Вам же - не праздно, друзья благородные,

Жить и в такую могилу сойти,

Чтобы широкие лапти народные

К ней проторили пути...

Переосмысливаются и получают новую жизнь старые темы и образы. В 70-х годах Некрасов вновь обращается, например, к сравнению своей Музы с крестьянской, но делает это иначе. В 1848 году поэт вел Музу на Сенную площадь, показывал, не гнушаясь страшными подробностями, сцену избиения кнутом молодой крестьянки и лишь затем, обращаясь к Музе, говорил: "Гляди! / Сестра твоя родная" ("Вчерашний день, часу в шестом..."). В 70-х годах поэт сжимает эту картину в емкий поэтический символ, опуская все повествовательные детали, все подробности:

Не русский - взглянет без любви

На эту бледную, в крови,

Кнутом иссеченную Музу...

("О Муза! я у двери гроба!..")

Народная жизнь в лирике Некрасова 70-х годов изображается по-новому. Если ранее поэт подходил к народу максимально близко, схватывая всю пестроту, все многообразие неповторимых народных характеров, то теперь крестьянский мир в его лирике предстает в предельно обобщенном виде. Такова, например, его "Элегия", обращенная к юношам:

Пускай нам говорит изменчивая мода,

Что тема старая "страдания народа"

И что поэзия забыть ее должна,

Не верьте, юноши! не стареет она.

### Элементы для разметки контуров
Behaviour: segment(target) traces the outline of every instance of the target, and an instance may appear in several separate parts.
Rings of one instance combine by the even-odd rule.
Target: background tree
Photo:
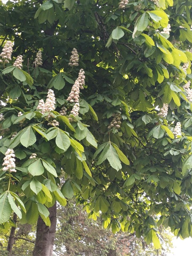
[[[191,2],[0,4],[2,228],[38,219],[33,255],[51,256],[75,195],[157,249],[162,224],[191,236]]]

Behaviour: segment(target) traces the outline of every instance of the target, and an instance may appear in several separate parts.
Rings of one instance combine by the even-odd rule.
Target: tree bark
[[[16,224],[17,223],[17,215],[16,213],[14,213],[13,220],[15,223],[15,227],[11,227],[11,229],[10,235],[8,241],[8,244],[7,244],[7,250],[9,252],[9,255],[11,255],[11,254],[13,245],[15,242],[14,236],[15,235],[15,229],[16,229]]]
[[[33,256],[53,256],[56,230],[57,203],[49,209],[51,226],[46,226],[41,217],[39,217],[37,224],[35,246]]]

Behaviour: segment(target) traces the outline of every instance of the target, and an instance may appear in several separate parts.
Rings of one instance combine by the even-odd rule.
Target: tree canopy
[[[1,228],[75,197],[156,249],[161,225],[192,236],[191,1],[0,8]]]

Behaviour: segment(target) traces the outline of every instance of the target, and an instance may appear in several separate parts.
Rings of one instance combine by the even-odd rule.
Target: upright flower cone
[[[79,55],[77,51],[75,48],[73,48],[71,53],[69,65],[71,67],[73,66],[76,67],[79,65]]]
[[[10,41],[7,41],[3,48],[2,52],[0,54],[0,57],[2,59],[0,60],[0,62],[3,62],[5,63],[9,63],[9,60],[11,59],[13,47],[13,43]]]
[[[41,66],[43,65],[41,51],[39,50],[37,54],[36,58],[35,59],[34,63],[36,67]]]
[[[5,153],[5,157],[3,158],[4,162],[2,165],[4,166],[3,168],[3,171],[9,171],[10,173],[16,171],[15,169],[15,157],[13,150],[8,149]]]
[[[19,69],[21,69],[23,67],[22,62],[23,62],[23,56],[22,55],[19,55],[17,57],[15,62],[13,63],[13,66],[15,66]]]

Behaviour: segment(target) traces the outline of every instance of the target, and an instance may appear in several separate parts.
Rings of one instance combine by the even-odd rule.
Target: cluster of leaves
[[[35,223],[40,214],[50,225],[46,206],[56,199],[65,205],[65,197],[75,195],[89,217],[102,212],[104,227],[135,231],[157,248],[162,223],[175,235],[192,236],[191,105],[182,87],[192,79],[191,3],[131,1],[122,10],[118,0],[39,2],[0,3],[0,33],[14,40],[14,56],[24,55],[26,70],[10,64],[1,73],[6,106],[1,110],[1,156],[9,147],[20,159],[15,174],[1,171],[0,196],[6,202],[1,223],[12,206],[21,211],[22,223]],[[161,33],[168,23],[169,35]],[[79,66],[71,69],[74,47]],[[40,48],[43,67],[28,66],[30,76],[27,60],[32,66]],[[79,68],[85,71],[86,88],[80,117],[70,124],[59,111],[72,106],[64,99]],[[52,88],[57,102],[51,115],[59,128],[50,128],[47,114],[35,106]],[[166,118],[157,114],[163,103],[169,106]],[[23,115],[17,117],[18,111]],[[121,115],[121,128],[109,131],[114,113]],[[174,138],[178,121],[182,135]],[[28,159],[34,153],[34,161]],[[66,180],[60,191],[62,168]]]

### ЦЕЛЬ ЗАДАНИЯ
Переведите, пожалуйста, на английский язык предложение из фрагмента о лирике Некрасова: «Народная жизнь в лирике Некрасова 70-х годов изображается по-новому.» Данные здесь не понадобятся.

### ВЫПОЛНЕННОЕ ЗАДАНИЕ
Folk life in Nekrasov's lyric poetry of the 1870s is portrayed in a new way.